TEXT EXTRACT:
BEGIN

Weekend Travel: Antwerp | BE

Last weekend, I head over to Antwerp, north and more Dutch area of Belgium, just 2 hours bus ride from Amsterdam. I took the earliest bus available to maximize my time in Belgium. However, I found out that the bus station was 15 km away. Well, just gotta bike like the dutch..

Original terminus building by Louis Delacenserie

Original terminus building by Louis Delacenserie

The first building I noticed in Antwerp is this gorgeous Antwerp central station, arguably the best station in the entire Belgium. Did I say I got here by bus?

The original station building was constructed between 1895 and 1905 as a replacement for the original terminus of the Brussels-Mechelen-Antwerp Railway. The stone clad terminus buildings, with a vast dome above the waiting room hall were designed by Louis Delacenserie and the vast (185 metres long and 44 metres high) iron and glass trainshed by Clement van Bogaert.
— https://en.wikipedia.org/wiki/Antwerpen-Centraal_railway_station
Ceiling of the original terminus building by Louis Delacenserie.

Ceiling of the original terminus building by Louis Delacenserie.

Flash mob scene at the station from Rodgers and Hammerstein musical

Flash mob scene at the station from Rodgers and Hammerstein musical

The beauty of this station made it to the movie stage for the musical The Sound of Music, featuring the song "do-re-mi". The space where the scene was performed is almost 4-5 stories tall, very grand and such an eclectic way to celebrate the experience of departure or arrival back in the day.

Antwerp central station expansion with iron and glass structure.

Antwerp central station expansion with iron and glass structure.

Wide span iron structure by Clement van Bogaert

Wide span iron structure by Clement van Bogaert

Enormous scale of the station captures a glimpse of the city as the background.

END

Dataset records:
BEGIN

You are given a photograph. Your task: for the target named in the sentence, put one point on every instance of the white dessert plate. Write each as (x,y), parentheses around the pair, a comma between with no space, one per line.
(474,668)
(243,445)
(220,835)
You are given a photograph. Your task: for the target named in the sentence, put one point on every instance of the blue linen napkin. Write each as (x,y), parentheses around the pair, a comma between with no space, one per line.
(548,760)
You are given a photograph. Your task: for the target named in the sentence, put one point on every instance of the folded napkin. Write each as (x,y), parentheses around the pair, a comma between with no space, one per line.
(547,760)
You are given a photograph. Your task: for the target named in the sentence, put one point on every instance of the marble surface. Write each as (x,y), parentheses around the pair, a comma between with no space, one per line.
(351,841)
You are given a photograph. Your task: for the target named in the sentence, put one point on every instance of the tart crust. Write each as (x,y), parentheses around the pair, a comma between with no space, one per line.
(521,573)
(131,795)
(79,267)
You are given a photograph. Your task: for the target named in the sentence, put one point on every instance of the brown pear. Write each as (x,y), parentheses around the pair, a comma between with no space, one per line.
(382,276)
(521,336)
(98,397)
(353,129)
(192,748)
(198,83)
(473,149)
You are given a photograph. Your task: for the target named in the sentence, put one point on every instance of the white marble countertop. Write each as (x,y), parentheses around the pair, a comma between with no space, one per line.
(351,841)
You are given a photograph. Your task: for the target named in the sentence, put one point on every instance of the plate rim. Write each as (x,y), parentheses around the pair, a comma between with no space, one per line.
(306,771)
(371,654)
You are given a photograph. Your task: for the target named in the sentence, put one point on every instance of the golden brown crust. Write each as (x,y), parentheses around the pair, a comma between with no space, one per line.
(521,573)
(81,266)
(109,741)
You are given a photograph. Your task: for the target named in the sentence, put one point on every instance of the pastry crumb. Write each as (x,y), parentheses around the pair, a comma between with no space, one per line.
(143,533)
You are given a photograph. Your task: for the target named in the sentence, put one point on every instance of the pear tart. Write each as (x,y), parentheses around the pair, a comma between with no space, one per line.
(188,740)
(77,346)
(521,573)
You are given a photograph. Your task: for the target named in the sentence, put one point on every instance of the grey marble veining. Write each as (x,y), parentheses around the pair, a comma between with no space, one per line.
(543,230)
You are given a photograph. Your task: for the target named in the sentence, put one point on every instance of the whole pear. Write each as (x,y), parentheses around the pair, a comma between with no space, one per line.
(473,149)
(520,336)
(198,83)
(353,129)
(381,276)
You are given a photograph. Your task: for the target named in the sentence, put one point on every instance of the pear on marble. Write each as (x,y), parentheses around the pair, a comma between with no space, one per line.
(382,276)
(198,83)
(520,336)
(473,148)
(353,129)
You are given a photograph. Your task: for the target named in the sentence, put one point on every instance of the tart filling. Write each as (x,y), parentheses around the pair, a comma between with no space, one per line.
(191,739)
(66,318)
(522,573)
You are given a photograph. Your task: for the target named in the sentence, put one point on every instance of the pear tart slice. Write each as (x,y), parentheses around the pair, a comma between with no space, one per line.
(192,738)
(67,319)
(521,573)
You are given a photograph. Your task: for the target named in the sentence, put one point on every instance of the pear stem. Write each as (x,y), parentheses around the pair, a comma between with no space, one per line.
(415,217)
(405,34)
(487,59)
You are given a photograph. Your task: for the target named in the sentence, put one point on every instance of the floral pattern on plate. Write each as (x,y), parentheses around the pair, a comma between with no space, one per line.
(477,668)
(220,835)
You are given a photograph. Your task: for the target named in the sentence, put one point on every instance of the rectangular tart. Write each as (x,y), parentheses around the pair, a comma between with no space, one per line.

END

SET PROBLEM 1:
Answer these from the Antwerp travel post:
(a) How far away was the bus station?
(b) Between which years was the original station building constructed?
(c) Who designed the iron and glass trainshed?
SET PROBLEM 2:
Please identify every line of the entries that contains the string "crust", and copy each one. Case counts.
The Antwerp travel post and the entries come from separate sources.

EXPECTED ANSWER 1:
(a) 15 km
(b) 1895 and 1905
(c) Clement van Bogaert

EXPECTED ANSWER 2:
You are given a photograph. Your task: for the target named in the sentence, put one point on every instance of the tart crust. Write each as (x,y), parentheses around the pair, a comma between with no space, one per line.
You are given a photograph. Your task: for the target named in the sentence, put one point on every instance of the golden brown crust. Write each as (x,y), parentheses around the pair, a comma between with no space, one per line.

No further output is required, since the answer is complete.